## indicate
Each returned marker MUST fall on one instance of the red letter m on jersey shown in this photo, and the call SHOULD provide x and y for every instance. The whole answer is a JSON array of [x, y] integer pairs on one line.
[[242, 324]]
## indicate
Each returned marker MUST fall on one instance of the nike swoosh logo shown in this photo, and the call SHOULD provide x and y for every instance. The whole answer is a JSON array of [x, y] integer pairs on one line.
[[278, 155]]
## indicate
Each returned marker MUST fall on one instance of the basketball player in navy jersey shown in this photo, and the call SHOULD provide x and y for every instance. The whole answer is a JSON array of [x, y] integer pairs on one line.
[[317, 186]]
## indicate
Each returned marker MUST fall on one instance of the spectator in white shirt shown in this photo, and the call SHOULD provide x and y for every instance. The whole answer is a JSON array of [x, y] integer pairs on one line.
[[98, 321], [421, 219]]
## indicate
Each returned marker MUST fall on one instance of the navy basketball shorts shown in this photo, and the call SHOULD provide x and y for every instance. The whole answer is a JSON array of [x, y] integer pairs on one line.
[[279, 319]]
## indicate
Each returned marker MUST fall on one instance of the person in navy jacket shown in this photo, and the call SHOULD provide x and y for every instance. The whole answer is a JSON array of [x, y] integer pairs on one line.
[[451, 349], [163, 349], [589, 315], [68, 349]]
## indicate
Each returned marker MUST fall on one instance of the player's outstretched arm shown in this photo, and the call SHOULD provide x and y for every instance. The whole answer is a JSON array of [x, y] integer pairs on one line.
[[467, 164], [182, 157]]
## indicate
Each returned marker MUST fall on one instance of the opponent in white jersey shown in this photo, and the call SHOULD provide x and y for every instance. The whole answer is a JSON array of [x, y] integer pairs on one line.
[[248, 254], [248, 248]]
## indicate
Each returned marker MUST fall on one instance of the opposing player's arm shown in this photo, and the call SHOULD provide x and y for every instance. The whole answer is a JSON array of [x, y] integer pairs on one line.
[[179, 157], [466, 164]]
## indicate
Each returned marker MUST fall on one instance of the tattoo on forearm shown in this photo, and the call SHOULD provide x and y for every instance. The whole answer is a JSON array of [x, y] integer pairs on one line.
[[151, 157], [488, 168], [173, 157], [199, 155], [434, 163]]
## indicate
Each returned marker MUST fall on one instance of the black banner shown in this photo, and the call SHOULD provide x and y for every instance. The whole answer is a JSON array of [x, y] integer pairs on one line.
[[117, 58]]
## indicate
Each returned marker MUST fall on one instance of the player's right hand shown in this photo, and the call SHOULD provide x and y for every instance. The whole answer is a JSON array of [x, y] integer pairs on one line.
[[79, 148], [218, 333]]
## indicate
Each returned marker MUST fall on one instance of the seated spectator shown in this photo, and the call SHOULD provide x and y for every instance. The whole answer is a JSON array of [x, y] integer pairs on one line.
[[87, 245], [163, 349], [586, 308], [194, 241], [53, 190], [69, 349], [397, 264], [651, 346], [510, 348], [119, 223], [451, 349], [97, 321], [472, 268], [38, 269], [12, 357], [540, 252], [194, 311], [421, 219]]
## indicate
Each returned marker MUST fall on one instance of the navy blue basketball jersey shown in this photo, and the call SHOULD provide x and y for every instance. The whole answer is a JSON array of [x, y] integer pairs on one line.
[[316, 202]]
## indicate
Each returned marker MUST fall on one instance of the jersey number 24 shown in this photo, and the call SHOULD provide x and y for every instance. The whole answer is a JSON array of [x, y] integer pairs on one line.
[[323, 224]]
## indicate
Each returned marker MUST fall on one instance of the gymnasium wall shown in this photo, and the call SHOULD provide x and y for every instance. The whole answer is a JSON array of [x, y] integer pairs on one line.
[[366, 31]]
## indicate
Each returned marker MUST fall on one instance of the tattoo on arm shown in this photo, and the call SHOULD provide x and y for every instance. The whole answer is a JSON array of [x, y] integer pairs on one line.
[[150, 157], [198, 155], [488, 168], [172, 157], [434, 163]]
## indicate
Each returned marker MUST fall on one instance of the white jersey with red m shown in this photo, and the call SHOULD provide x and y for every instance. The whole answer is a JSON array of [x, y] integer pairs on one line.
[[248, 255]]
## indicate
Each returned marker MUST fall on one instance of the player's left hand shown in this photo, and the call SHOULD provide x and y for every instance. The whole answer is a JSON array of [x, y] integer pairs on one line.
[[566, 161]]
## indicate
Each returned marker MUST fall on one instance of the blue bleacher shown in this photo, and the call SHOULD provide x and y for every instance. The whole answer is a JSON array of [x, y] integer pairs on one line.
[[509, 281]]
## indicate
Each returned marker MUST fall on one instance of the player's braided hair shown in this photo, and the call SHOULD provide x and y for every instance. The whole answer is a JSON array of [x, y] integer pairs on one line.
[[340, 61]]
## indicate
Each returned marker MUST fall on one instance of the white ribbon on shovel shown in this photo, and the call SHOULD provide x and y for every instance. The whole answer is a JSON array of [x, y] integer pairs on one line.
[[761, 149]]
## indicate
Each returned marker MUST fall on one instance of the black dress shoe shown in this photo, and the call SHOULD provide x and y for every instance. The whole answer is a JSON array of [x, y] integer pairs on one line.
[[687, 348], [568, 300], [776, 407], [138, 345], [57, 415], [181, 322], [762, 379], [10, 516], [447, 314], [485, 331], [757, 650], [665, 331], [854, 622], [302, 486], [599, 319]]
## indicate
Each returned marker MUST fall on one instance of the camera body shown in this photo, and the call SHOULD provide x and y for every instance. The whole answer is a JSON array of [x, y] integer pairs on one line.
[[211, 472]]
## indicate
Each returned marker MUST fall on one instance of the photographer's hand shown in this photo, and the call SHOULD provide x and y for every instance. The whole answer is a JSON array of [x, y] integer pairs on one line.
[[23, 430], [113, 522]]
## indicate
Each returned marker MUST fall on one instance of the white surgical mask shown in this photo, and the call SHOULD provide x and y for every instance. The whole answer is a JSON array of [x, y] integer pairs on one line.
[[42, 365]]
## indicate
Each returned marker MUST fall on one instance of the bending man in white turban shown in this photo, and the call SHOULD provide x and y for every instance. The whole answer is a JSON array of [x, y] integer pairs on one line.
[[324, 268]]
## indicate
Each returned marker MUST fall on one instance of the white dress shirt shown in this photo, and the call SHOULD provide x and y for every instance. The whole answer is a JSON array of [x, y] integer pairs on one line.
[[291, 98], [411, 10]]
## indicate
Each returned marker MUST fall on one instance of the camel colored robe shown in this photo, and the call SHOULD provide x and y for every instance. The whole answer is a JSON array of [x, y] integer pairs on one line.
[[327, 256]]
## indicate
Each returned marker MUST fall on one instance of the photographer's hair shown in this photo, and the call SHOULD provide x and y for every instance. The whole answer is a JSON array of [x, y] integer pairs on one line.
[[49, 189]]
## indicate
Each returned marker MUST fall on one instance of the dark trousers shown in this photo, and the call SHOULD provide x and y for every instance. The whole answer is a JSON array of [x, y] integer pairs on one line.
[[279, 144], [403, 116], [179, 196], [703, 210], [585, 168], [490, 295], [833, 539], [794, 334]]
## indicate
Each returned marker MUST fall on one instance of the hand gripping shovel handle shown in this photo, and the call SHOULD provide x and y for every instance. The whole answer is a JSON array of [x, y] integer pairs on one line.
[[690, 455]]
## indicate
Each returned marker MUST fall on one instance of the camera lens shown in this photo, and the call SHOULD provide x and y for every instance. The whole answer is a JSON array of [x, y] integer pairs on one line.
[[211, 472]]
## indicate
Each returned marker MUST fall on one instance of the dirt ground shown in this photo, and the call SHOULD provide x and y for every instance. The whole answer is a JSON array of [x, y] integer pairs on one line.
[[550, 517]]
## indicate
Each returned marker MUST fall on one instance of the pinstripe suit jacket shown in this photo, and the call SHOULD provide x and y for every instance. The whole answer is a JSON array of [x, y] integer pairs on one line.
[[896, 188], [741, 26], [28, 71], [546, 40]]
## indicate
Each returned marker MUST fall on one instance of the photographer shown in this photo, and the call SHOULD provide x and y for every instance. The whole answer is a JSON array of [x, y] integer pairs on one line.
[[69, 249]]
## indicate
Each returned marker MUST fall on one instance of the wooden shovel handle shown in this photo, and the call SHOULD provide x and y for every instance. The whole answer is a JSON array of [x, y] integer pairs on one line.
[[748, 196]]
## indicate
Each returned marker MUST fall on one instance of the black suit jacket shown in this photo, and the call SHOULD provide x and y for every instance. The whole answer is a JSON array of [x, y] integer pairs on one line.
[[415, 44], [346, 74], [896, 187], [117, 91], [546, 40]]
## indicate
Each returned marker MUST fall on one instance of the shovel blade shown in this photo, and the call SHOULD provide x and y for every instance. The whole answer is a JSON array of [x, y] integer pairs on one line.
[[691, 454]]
# # #
▸ **Work instructions**
Your output should be an exact transcription of the line that holds "Each returned marker MUST fall on one instance of the wooden" and each line after it through the end of the listing above.

▸ **Task output**
Each returned marker MUST fall on one instance of the wooden shovel handle shown in this photo, and the call SHOULD provide x and y for every instance. The whole answer is a JSON array of [x, y] integer pairs on one line.
[[748, 196]]
## indicate
Each returned marker MUST fall on one instance of the black suit jacket shown in this photo, and the call SHOULD provide x and y for every instance. The whole answer is a JSON array of [x, y] integer pairs on one line.
[[415, 44], [346, 74], [896, 187], [117, 91], [546, 40]]
## indicate
Each returned marker MUST fall on one instance of the shovel blade shown in this photo, and the call SHOULD provide x and y for every instance. The whole answer is a JSON array of [x, y] integer pairs on one line.
[[691, 454]]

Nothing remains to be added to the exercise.